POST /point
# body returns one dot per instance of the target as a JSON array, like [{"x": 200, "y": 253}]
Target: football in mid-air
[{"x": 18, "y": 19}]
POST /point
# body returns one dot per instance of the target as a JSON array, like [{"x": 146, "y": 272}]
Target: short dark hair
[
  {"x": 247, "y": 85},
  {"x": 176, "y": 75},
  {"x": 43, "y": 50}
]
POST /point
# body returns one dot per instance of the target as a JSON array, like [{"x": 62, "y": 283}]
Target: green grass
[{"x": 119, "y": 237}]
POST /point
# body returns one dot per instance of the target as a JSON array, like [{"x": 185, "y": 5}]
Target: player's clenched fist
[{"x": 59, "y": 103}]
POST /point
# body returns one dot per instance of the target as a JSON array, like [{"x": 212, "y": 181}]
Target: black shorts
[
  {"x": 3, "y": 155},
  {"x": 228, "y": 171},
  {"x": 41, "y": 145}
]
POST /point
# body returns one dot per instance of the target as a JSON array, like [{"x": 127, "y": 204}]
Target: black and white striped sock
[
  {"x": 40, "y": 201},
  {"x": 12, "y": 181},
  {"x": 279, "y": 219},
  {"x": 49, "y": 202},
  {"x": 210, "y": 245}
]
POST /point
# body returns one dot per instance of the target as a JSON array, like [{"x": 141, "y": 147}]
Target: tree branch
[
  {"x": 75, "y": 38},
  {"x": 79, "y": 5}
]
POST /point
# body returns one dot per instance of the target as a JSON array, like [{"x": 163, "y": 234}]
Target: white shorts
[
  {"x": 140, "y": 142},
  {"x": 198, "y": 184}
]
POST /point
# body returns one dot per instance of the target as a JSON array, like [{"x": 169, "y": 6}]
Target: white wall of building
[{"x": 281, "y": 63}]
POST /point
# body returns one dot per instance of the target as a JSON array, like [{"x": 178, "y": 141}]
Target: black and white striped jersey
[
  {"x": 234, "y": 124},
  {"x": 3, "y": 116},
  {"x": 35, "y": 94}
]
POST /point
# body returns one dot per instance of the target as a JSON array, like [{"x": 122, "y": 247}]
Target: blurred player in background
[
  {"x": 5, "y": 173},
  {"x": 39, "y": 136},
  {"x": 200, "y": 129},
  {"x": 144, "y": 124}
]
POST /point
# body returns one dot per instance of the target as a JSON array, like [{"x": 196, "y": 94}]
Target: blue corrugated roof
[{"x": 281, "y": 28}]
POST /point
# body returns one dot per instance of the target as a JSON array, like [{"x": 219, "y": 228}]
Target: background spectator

----------------------------------------

**Work instruction**
Each record above should be returned exactly as it appears.

**Solution to this task**
POST /point
# body returns one dot per instance of the target as a JSON array, like [{"x": 200, "y": 253}]
Target: football in mid-air
[{"x": 18, "y": 19}]
POST /point
# body returns one dot per instance of the target as a JSON array, like [{"x": 146, "y": 272}]
Target: short dark hair
[
  {"x": 247, "y": 85},
  {"x": 176, "y": 75},
  {"x": 43, "y": 50}
]
POST /point
# body returns one dot per instance of the target as a JSON array, like [{"x": 62, "y": 283}]
Target: green grass
[{"x": 119, "y": 237}]
POST /point
# body returns one dot per instance of the target as a JSON array, like [{"x": 185, "y": 5}]
Target: player's clenched fist
[{"x": 59, "y": 103}]
POST /point
# body returns one dot per instance of the target as a JSON array, like [{"x": 212, "y": 181}]
Target: black shorts
[
  {"x": 3, "y": 155},
  {"x": 228, "y": 171},
  {"x": 41, "y": 145}
]
POST /point
# body returns one dot per instance of the target as a JSON array, like [{"x": 127, "y": 204}]
Target: black and white striped sock
[
  {"x": 40, "y": 201},
  {"x": 12, "y": 181},
  {"x": 279, "y": 219},
  {"x": 49, "y": 202},
  {"x": 210, "y": 245}
]
POST /point
# body returns one dot per instance of the target as a JSON array, like [{"x": 141, "y": 147}]
Target: tree branch
[
  {"x": 75, "y": 38},
  {"x": 79, "y": 5}
]
POST /point
# body returns one dot per instance of the target as a JSON array, like [{"x": 163, "y": 234}]
Target: white shorts
[
  {"x": 140, "y": 142},
  {"x": 198, "y": 184}
]
POST /point
# body returns one dot per instance of the target as a JSON array, like [{"x": 169, "y": 6}]
Target: white wall of building
[{"x": 281, "y": 63}]
POST /point
# body returns one dot per instance of the target as a JSON array, like [{"x": 178, "y": 141}]
Target: black and white striped jersey
[
  {"x": 234, "y": 124},
  {"x": 3, "y": 116},
  {"x": 35, "y": 94}
]
POST /point
# body returns one dot per instance of the target as a JSON array, like [{"x": 122, "y": 247}]
Target: blurred player in background
[
  {"x": 5, "y": 173},
  {"x": 39, "y": 136},
  {"x": 200, "y": 129},
  {"x": 144, "y": 124}
]
POST /point
# body returns one dot per instance of the target as a JSON array, like [{"x": 196, "y": 94}]
Target: blue corrugated roof
[{"x": 281, "y": 28}]
POST /point
# body returns one dot per instance of the target as a JSON array, like [{"x": 219, "y": 228}]
Target: background spectator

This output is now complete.